> **SELECTED EXCERPT**
------------------------------------------------------------

Definite Integrals using Complex Residue (1)

Problem:

$ \int\limits_{-\pi}^{\pi}{\frac{\cos\theta}{a + b \cos\theta}d\theta} $

Solution:

This exercise use the substitution $ z = e^{i\theta} $.
That led to $ dz = ie^{i\theta}d\theta $, and therefore $ \frac{dz}{iz} = d\theta $.
The integration limit becomes a unit circle.

Using the Euler's identity $ \cos \theta + i\sin\theta = e^{i\theta} = z $, we can write trigonometric functions in terms of $ z $

$ \cos \theta = \frac{e^{i\theta} + e^{-i\theta}}{2} = \frac{z + \frac{1}{z}}{2} $.

------------------------------------------------------------

> **MATERIAL PROVIDED**
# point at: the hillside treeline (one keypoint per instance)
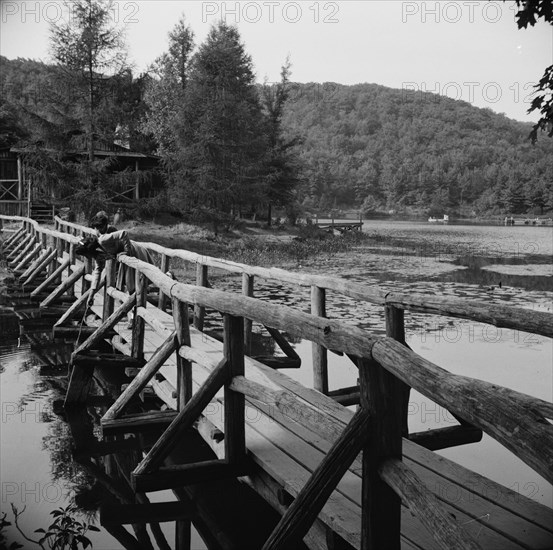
(229, 146)
(385, 149)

------------------------------------------------------------

> **SET EXERCISE**
Please rewrite the part of the complex residue excerpt starting at "This exercise use" and ending at "a unit circle.", putting "circle of radius one" in place of "unit circle".

> **REPLY**
This exercise use the substitution $ z = e^{i\theta} $.
That led to $ dz = ie^{i\theta}d\theta $, and therefore $ \frac{dz}{iz} = d\theta $.
The integration limit becomes a circle of radius one.